Text block |
########################################

Professor sues Notre Dame newspaper for defamation in reporting on her abortion advocacy

A professor at Notre Dame sued two journalists at the school’s independent, conservative student newspaper for reporting on her abortion activism, which included reports that she was offering to help students obtain abortions. 

Tamara Kay, a sociology and global affairs professor, sued the Irish Rover in May over reporting in two of its articles that she said contained “false and defamatory information” according to a copy of the complaint reviewed by Fox News Digital. The complaint specifically named two student journalists, W. Joseph DeReuil and Luke Thompson. 

In October, DeReuil, who was editor-in-chief at the time, reported on Kay’s appearance on a panel at the university titled “Post-Roe America: Making Intersectional Feminist Sense of Abortion Bans,” where she discussed Indiana’s pro-life law, S.B. 1, which is currently blocked in court, arguing it would be harmful to “marginalized groups.”

During her panel experience, Kay said abortion bans “disproportionately affect people in minority groups: black, indigenous, Latinx, LGBTQIA, those with few resources, those who are incarcerated, those in the military, those who are on campus, those who are immigrants, those who have disabilities and physical and mental health challenges, including substance use disorder.”

The Irish Rover reported that Kay told the paper after the panel that her views did not completely align with those of the Catholic faith. 


“For me, abortion is a policy issue. And yes, my view runs afoul of Church teaching, but in other areas, my positions are perfectly aligned [with the Church],” Kay said, according to the Rover, but she claimed a day later that there was “absolutely no interview” with the paper. 

The Rover denies this and stated it has a recording of a conversation in which DeReuil introduced himself as “Joe DeReuil, the editor of the Irish Rover,” before proceeding to ask Kay questions about her position on abortion.

Notre Dame's Golden Dome

The Irish Rover said the lawsuit brought by Professor Tamara Kay was “baseless” and “entirely false.” (ReDunnLev via Getty Images)

In the lawsuit, Kay does not specify any aspect of the October article that she believes is defamatory, but she does object to the wording of some quotes in Thompson’s March article. 

“Through all of complaints the Professor Kay has offered against the Rover, and even in the language of the lawsuit itself, it has remained unclear to me what she objects to in my presentation of the facts of her abortion advocacy,” DeReuil told Fox News Digital. “The Rover’s reporting simply brought her already public advocacy to the attention of the pro-life parts of the Notre Dame community, and I interviewed her so that she could provide any relevant context to this advocacy.”

########################################

Material to process |
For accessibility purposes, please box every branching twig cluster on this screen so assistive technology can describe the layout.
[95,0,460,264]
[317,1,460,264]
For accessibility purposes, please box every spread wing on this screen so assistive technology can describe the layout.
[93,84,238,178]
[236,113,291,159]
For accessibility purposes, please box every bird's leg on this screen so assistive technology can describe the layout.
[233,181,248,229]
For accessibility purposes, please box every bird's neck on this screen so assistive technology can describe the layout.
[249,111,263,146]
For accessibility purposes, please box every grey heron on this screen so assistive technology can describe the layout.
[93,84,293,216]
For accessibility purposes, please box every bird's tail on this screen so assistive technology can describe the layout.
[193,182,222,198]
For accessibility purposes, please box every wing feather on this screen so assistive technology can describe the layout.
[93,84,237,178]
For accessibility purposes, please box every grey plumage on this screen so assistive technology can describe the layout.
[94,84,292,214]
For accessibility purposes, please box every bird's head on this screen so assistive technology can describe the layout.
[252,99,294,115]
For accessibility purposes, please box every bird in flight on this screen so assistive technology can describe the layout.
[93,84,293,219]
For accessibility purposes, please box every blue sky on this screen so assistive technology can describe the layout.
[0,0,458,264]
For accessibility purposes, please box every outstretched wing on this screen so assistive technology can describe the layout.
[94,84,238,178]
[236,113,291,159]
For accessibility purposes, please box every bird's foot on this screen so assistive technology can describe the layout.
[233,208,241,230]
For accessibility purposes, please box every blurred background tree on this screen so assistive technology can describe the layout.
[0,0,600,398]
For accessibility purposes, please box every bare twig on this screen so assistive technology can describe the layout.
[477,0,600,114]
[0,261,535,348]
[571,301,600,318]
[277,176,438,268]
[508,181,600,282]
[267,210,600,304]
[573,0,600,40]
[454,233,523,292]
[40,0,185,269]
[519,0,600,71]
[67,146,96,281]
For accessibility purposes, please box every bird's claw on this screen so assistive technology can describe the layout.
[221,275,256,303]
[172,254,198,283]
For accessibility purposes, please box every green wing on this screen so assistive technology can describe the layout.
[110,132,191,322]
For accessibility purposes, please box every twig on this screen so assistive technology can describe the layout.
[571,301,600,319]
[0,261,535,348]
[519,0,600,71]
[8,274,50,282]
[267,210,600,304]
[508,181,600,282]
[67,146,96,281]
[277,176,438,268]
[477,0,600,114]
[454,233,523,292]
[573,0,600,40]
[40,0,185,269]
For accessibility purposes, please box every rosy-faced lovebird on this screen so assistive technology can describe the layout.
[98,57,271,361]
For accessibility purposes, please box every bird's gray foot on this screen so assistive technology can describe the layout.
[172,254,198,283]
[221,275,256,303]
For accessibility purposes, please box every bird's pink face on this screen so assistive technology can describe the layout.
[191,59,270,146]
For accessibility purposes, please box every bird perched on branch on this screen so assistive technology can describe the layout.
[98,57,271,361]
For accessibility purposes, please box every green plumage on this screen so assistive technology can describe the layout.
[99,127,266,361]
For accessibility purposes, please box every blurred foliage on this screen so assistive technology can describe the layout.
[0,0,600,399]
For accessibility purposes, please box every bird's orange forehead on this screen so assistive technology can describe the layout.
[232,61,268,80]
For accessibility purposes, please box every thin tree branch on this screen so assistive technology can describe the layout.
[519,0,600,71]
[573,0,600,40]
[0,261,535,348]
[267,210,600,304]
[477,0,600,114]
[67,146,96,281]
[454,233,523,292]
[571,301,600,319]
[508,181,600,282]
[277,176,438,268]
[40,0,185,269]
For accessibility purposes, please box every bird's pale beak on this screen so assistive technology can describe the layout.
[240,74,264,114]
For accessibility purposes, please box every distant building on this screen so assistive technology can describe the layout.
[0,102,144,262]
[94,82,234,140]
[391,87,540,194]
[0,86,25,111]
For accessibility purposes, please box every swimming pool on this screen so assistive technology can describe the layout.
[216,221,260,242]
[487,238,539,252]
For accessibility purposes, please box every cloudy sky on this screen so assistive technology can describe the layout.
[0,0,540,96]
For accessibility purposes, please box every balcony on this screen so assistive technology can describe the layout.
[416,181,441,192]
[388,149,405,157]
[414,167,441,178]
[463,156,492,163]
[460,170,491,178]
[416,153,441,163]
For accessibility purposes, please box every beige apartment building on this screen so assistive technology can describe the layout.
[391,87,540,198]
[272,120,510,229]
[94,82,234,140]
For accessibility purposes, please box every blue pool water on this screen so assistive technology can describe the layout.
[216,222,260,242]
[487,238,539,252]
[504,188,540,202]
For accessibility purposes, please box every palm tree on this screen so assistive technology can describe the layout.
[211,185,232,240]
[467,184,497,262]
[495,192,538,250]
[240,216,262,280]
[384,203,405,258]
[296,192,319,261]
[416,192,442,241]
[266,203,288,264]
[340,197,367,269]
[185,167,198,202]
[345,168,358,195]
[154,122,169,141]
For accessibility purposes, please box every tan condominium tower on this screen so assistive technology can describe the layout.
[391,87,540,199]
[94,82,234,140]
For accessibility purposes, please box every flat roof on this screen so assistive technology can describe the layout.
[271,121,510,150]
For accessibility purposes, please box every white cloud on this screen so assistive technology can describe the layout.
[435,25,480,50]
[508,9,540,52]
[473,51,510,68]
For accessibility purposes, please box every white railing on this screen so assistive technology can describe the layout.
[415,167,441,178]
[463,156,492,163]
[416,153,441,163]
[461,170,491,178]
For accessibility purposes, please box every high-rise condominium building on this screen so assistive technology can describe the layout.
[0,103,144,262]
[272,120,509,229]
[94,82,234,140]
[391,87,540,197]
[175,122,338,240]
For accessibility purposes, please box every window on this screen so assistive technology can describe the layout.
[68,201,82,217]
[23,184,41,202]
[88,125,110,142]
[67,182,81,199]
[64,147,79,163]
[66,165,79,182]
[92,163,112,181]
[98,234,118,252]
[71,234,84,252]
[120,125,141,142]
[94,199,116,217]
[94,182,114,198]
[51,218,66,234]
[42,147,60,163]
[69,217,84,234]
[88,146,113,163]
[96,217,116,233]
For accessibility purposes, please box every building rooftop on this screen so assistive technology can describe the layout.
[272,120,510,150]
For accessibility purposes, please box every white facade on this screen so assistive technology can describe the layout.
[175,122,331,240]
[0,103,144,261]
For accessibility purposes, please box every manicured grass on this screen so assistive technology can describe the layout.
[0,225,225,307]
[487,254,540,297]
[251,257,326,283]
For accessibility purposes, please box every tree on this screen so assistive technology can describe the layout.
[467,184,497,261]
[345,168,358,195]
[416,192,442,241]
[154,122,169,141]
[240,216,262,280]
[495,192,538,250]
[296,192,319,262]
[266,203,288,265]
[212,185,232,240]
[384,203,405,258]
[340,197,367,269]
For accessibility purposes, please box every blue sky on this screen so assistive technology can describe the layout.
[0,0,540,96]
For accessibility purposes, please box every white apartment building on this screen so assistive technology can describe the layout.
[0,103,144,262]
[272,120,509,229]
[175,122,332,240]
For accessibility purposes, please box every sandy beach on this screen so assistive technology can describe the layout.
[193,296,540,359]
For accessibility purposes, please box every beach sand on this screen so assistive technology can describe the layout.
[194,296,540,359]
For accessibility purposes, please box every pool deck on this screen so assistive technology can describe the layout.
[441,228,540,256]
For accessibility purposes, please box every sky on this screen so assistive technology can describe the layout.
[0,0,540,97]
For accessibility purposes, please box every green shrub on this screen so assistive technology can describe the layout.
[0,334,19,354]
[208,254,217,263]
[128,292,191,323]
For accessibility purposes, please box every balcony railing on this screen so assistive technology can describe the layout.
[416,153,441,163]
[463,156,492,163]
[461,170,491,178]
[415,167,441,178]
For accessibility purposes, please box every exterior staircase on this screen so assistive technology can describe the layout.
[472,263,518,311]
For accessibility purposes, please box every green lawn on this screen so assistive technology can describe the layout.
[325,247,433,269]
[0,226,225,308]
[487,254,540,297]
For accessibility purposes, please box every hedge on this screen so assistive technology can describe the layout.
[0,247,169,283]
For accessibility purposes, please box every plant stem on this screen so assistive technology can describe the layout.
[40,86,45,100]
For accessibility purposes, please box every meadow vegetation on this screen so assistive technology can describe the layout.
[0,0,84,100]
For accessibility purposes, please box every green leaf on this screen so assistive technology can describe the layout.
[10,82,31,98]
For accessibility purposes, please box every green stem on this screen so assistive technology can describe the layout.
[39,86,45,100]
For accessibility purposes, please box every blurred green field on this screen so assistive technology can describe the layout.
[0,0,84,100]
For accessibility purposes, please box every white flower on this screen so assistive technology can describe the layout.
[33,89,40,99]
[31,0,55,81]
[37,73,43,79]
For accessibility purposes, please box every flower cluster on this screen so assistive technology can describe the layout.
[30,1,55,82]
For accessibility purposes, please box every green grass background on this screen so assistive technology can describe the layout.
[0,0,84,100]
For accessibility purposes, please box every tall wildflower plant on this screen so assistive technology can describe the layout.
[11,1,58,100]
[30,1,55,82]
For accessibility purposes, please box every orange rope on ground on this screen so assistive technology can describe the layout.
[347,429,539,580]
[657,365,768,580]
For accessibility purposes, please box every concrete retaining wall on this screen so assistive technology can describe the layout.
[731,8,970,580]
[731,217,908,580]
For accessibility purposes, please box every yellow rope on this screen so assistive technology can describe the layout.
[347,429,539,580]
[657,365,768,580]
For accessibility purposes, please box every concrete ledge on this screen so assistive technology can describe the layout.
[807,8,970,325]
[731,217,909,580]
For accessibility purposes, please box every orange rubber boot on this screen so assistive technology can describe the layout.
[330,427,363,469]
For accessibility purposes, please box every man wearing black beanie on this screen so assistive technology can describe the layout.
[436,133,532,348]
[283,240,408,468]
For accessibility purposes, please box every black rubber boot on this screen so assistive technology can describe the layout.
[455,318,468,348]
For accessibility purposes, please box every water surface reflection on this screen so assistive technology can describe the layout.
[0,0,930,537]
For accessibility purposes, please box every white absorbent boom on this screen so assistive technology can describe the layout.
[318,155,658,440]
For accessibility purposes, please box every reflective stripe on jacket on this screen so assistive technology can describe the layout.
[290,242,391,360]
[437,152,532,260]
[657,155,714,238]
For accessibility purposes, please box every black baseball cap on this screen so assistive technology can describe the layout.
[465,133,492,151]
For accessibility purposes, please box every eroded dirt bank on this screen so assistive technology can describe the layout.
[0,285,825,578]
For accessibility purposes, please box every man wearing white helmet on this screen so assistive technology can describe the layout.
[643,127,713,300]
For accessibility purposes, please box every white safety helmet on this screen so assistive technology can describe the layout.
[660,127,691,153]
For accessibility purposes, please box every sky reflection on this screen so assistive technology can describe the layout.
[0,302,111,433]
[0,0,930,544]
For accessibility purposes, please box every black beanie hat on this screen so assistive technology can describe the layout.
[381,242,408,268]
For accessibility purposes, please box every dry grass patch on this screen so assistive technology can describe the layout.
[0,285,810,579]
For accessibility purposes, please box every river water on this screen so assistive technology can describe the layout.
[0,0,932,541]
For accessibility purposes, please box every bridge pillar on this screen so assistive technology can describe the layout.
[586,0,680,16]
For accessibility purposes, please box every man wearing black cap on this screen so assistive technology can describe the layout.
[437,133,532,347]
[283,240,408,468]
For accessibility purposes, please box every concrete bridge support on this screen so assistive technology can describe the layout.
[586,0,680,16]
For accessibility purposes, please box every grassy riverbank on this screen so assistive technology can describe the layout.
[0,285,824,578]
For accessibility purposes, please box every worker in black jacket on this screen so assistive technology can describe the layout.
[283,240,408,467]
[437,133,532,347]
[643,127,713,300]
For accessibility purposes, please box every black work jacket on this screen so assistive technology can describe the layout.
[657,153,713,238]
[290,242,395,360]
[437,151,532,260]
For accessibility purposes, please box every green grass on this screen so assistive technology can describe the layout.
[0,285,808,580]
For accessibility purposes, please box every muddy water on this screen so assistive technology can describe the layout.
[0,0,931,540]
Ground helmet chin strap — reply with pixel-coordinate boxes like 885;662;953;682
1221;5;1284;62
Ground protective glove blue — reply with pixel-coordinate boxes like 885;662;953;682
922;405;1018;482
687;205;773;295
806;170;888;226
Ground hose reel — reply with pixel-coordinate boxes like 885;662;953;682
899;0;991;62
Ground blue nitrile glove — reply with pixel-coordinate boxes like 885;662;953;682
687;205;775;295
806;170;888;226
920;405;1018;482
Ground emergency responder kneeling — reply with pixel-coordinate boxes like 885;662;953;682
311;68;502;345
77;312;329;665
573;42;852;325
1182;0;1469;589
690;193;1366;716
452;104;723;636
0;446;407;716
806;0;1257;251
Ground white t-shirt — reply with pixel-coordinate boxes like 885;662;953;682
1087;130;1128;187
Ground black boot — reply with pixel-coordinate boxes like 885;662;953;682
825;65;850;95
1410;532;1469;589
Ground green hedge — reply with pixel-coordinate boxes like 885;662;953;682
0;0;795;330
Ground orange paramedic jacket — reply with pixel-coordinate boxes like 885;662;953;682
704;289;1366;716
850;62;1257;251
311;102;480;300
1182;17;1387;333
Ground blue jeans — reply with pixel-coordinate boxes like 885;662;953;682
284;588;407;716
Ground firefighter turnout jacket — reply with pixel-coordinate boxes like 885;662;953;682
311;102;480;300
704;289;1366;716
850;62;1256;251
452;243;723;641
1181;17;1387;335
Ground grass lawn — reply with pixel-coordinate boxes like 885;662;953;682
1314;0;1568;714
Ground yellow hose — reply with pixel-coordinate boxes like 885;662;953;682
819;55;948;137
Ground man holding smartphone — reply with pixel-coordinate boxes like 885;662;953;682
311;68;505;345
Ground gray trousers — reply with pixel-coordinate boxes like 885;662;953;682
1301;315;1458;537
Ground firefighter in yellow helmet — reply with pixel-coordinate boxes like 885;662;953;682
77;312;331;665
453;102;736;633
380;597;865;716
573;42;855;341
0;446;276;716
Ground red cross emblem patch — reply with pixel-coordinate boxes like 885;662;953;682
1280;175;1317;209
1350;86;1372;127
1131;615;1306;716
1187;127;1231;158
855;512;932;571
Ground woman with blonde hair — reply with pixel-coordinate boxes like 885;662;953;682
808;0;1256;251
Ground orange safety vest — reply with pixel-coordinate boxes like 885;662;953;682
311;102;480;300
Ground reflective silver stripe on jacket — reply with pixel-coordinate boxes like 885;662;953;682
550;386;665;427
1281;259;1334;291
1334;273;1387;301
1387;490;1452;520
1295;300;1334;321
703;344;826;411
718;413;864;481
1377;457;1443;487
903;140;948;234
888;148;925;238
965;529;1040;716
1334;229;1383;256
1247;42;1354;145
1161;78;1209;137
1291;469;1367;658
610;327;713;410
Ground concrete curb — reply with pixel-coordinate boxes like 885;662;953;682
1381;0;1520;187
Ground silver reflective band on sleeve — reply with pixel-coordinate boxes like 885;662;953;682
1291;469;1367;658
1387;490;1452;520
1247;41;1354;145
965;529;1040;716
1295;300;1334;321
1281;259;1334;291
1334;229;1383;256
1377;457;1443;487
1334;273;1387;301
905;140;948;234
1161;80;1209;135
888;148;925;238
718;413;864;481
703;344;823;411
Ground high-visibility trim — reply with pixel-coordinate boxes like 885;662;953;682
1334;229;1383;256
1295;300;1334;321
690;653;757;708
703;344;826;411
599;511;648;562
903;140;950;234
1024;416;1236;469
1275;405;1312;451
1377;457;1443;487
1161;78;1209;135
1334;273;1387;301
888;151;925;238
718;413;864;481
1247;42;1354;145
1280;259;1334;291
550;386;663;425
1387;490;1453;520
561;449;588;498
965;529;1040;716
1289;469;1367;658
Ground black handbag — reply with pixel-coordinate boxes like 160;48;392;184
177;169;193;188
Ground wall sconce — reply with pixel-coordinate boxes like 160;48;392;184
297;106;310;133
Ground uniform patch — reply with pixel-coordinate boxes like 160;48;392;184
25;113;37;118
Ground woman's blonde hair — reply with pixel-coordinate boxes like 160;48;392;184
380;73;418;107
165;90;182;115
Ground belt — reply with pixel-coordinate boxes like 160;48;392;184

########################################

Work to do |
1/ Reproduce verbatim everything in the lawsuit article from "During her panel" down to "with the paper.".
2/ Identify each line in the entries that contains the string "cluster", matching case exactly.

Outputs in order |
1/
During her panel experience, Kay said abortion bans “disproportionately affect people in minority groups: black, indigenous, Latinx, LGBTQIA, those with few resources, those who are incarcerated, those in the military, those who are on campus, those who are immigrants, those who have disabilities and physical and mental health challenges, including substance use disorder.”

The Irish Rover reported that Kay told the paper after the panel that her views did not completely align with those of the Catholic faith. 


“For me, abortion is a policy issue. And yes, my view runs afoul of Church teaching, but in other areas, my positions are perfectly aligned [with the Church],” Kay said, according to the Rover, but she claimed a day later that there was “absolutely no interview” with the paper.

2/
For accessibility purposes, please box every branching twig cluster on this screen so assistive technology can describe the layout.
For accessibility purposes, please box every flower cluster on this screen so assistive technology can describe the layout.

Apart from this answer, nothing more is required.